## begin Text shown
FRIDAY 4/28 – Thursday 5/4


By Cara Jepsen

28 FRIDAY The meaning of a 200-year-old sentence has become one of the most hotly debated topics in modern politics: “A well regulated Militia, being necessary to the security of a free State, the right of the people to keep and bear Arms, shall not be infringed.” Today a who’s who of historians and constitutional scholars will give their opinions in a symposium entitled The Second Amendment: Fresh Looks. Speakers include Stanford University professor Jack N. Rakove, author of the Pulitzer Prize-winning book Original Meanings: Politics and Ideas in the Making of the Constitution, and Michael A Bellesiles, director of Emory University’s Center for the Study of Violence. The free conference runs from 8 to 6 at the Chicago-Kent College of Law, 565 W. Adams. Registration is recommended. Call 312-906-5190.

The TIBETcenter library in Rogers Park has 407 books, 88 of which were donated by the Dalai Lama. But they need more. They’ve lined up over a dozen authors for a book signing and fund-raiser; the writers’ subject matter ranges from children’s stories to literary criticism and spirituality, and proceeds will go to help build the library’s collection. It’s today from 2 to 4:30 in the Galvin Auditorium lobby at Loyola University’s Sullivan Center, 6339 N. Sheridan. Tibetan arts and crafts will also be for sale, and the whole thing will be followed by a free lecture by Brother Wayne Teasdale, a board member of the Parliament of the World’s Religions and author of The Mystic Heart, who will discuss “The Growing Support for Tibet Among the Religions.” Call 773-743-7772 for more.

Journalist and death row inmate Mumia Abu-Jamal isn’t exactly in a position to promote his latest book, All Things Censored, so editor and Prison Radio director Noelle Hanrahan is doing a tour on his behalf. Tonight she’ll read from and discuss the collection of essays, which includes the text of commentaries Abu-Jamal recorded for NPR that never aired and several new essays. It’s at 7 at 57th Street Books, 1301 E. 57th (773-684-1300). It’s free.
## end Text shown
* _Task objective_
Pick up the events column after its final sentence and keep writing it. The listing comes from a separate source, unrelated to the events column.
## begin Source excerpt
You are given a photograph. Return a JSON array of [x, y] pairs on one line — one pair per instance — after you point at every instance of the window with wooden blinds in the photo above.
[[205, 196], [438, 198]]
## end Source excerpt
* _Task answer_
29 SATURDAY Thirty-five years ago Chicago’s Association for the Advancement of Creative Musicians set out to promote the playing of creative (i.e., jazz) music in a multitude of ways. The AACM’s anniversary festival started April 26 and runs through this Sunday, April 30. Tonight at 8 a group of AACM musicians and alumni will premiere Adegoke Steve Colson’s new large-ensemble piece 8th Tone Dimology at the Museum of Contemporary Art, 220 E. Chicago (312-791-9050). Tickets are $18; Douglas Ewart and Inventions will also perform. The evening will continue with an after-set performance at the Velvet Lounge, 21281/2 S. Indiana. Also today, Ernest Dawkins kicks off his three-year residency in Englewood, part of the Meet the Composer New Residencies program, with a free jazz improv workshop from 11 to 1 at Kennedy-King College, 6800 S. Wentworth. At 1:30 Dawkins’s New Horizons Ensemble and guests will give a concert with the Muntu Dance Theatre at the college’s Katherine Dunham Theatre. Call 312-747-0803 for more info.

In his 1992 book Among the Thugs, American writer (and former Granta editor) Bill Buford tried to capture what he called the “precise moment in its complete sensual intensity” when soccer fans go bonkers and lash out. The book’s been adapted for the stage by Tom Szentgyorgyi, whose play premieres this week in a Next Theatre Company production at the Noyes Cultural Arts Center, 927 Noyes in Evanston. Preview performances are Friday and tonight at 8 and tomorrow at 3; opening night is Monday. Preview tickets are $15. Call 847-475-1875.

30 SUNDAY Although the Salem witch trials were a long time ago, many Wiccans believe they must keep their practices under wraps. “There’s still a lot of discrimination,” says one of the organizers of Pagan Expo 2000. “Some people are afraid of losing their jobs or having their kids taken away. People have gotten fired.” At today’s expo, which is aimed at the non-Wiccan public, “out” practitioners will attempt to dispel some of the myths surrounding pagan religions and show that there’s nothing to be afraid of. The free expo, sponsored by the Pagan Interfaith Embassy, runs from noon to 6 on the third floor of the Irish American Heritage Center, 4626 N. Knox. Call 773-583-8083 for more information.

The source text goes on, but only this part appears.